SLUG = "selection-sort"
OUTPUT_PATH = output_path(SLUG)
save_it = partial(save_chart, output_path=OUTPUT_PATH)

Parts of the Algorithm

Item Answer
Specification This is a Sorting Problem.
Basic Steps We're going to repeatedly select the smallest item in the unselected.
Measure Progress We'll know we're progressing by the number of elements we've selected (k).
Loop Invariant None of the selected elements is larger than any element in the unselected and the selected items are in sorted order. The unselected items contain the largest elements in the list.
What are the Main Steps? 1. Find the smallest unsorted element
  2. Put the selected element at the end of the previously selected element(s)
Making Progress The number of selected items (k) always goes up after each loop.
Loop Invariant Maintenance - The previous Loop Invariant tells us that all the unselected items were at least as large or larger than the largest of the selected items.
  - We chose the largest item of the unselected so it's as big or bigger than the biggest selected item.
  - Putting the selected item at the end of the previously selected items maintains the Loop Invariant.
Establish the Loop Invariant At the start, no items have been selected so the Loop Invariant is vacuously true.
Exit-Condition We stop when all the items have been selected.
Ending - Exit-Condition: All items have been selected
  - Loop Invariant: All selected are sorted.
  - So our output has all the original items and they are now sorted, satisfying the Postconditions.

Running Time

\begin{align} C(n) &= \sum_{i=0}^{n-2} \sum_{j=i+1}^{n-1} 1\\ &= \frac{n(n-1)}{2} \in \Theta{n^2} \end{align}

The Pseudocode

\begin{algorithm}
\caption{SelectionSort}
\begin{algorithmic}
\INPUT An array of orderable items
\OUTPUT The array sorted in ascending order
\PROCEDURE{SelectionSort}{$A$}
  \FOR{$i \gets 0$ to $n - 2$}
    \STATE $min \gets i$
    \FOR{$j \gets i + 1$ to $n - 1$}
      \IF{$A[j] < A[min]$}
       \STATE $min \gets j$
      \ENDIF
    \ENDFOR
    \STATE Swap $A[i]$ and $A[min]$
  \ENDFOR
\ENDPROCEDURE
\end{algorithmic}
\end{algorithm}

The outer loop (where i is set) tracks the number of items selected so far (which is the same thing as the size of the sorted section at the beginning of the list). The inner loop goes over the remaining, previously unselected, items in the list and looks for the index of the smallest item, it then puts that smallest item at the beginning of the unselected items and moves what was at the beginning to where the smallest item was. Once the swap is done, the sub-list on the left-side of the list is now bigger by one so the outer loop increments and then we search for the next smallest item, and so on until all the items have been selected (except for the last item) and the list is sorted.

▶ **RECORDED INFORMATION**
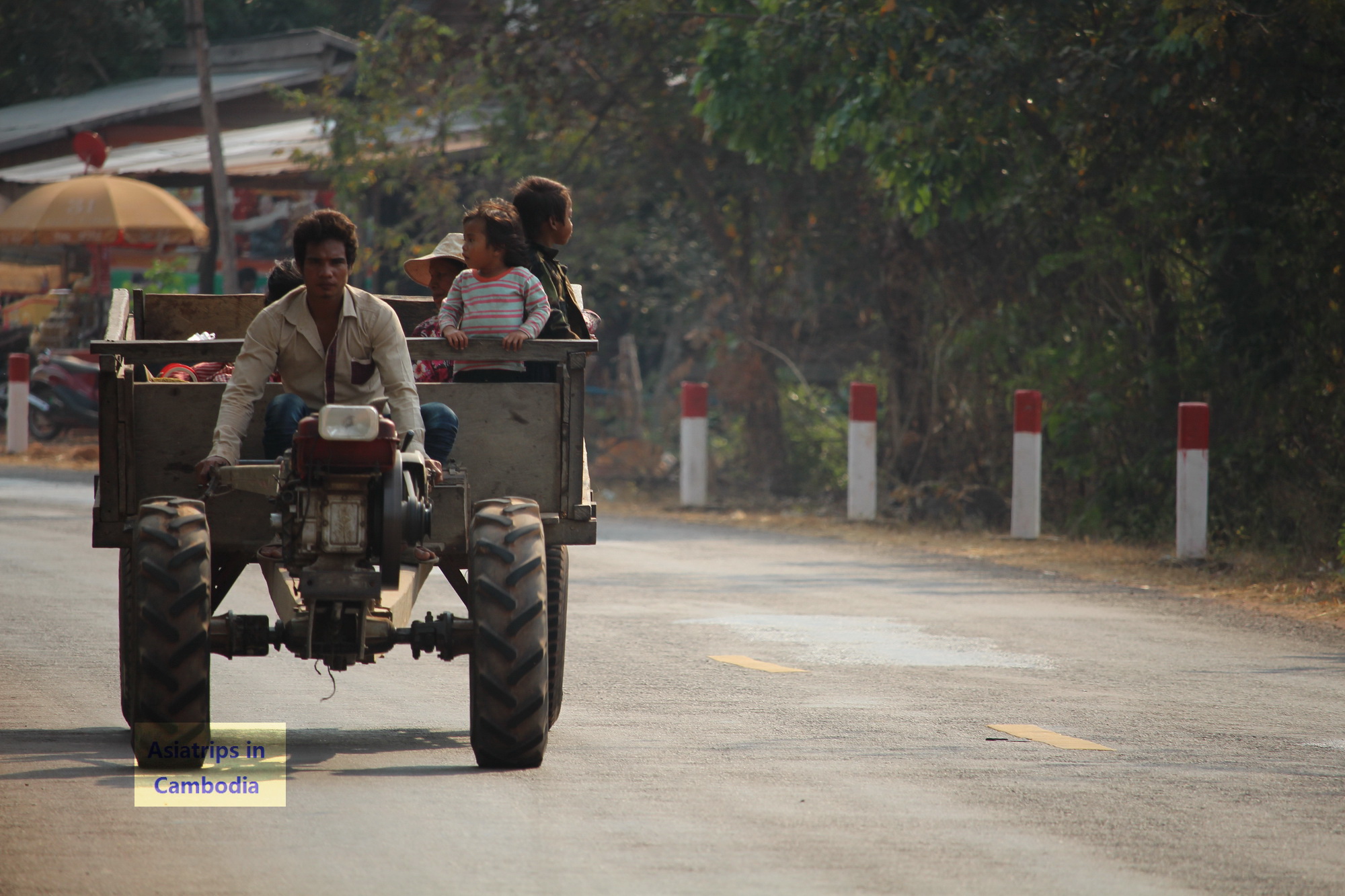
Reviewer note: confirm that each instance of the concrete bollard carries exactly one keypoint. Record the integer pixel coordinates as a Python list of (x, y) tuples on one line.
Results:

▶ **CHALLENGES**
a. Reproduce everything in the selection sort write-up from "save_it = partial(save_chart, output_path=OUTPUT_PATH)" down to "the selected items.".
b. Continue the selection sort write-up past its final sentence.
The listing is not needed for any of this work.

▶ **THE RESPONSES**
a.
save_it = partial(save_chart, output_path=OUTPUT_PATH)

Parts of the Algorithm

Item Answer
Specification This is a Sorting Problem.
Basic Steps We're going to repeatedly select the smallest item in the unselected.
Measure Progress We'll know we're progressing by the number of elements we've selected (k).
Loop Invariant None of the selected elements is larger than any element in the unselected and the selected items are in sorted order. The unselected items contain the largest elements in the list.
What are the Main Steps? 1. Find the smallest unsorted element
  2. Put the selected element at the end of the previously selected element(s)
Making Progress The number of selected items (k) always goes up after each loop.
Loop Invariant Maintenance - The previous Loop Invariant tells us that all the unselected items were at least as large or larger than the largest of the selected items.

b.
The Implementations

Selection Sort

This will be a straight translation of the pseudocode (or straight-ish).

from collections.abc import MutableSequence
from collections import namedtuple
from typing import Any, Dict
SelectionOutput = namedtuple("SelectionOutput",
                             ["element_count",
                              "comparisons",
                              "swaps",
                              "elements"])
Swaps = Dict[int, list[int]]
Sortable = MutableSequence[Any]
def selection_counter(elements: Sortable) -> SelectionOutput:
    """Does the selection sort on the elements

    Args:
     elements: list of orderable objects

    Returns:
     (number of elements, comparisons, swaps)
    """
    number_of_elements = len(elements)
    comparisons = swaps = 0

    for start_of_unselected in range(number_of_elements - 1):
        smallest_unselected = start_of_unselected
        for next_unselected in range(start_of_unselected + 1,
                                     number_of_elements):
            comparisons += 1
            if elements[next_unselected] < elements[smallest_unselected]:
                smallest_unselected = next_unselected
        swaps += 1
        elements[start_of_unselected], elements[smallest_unselected] = (
            elements[smallest_unselected], elements[start_of_unselected]
        )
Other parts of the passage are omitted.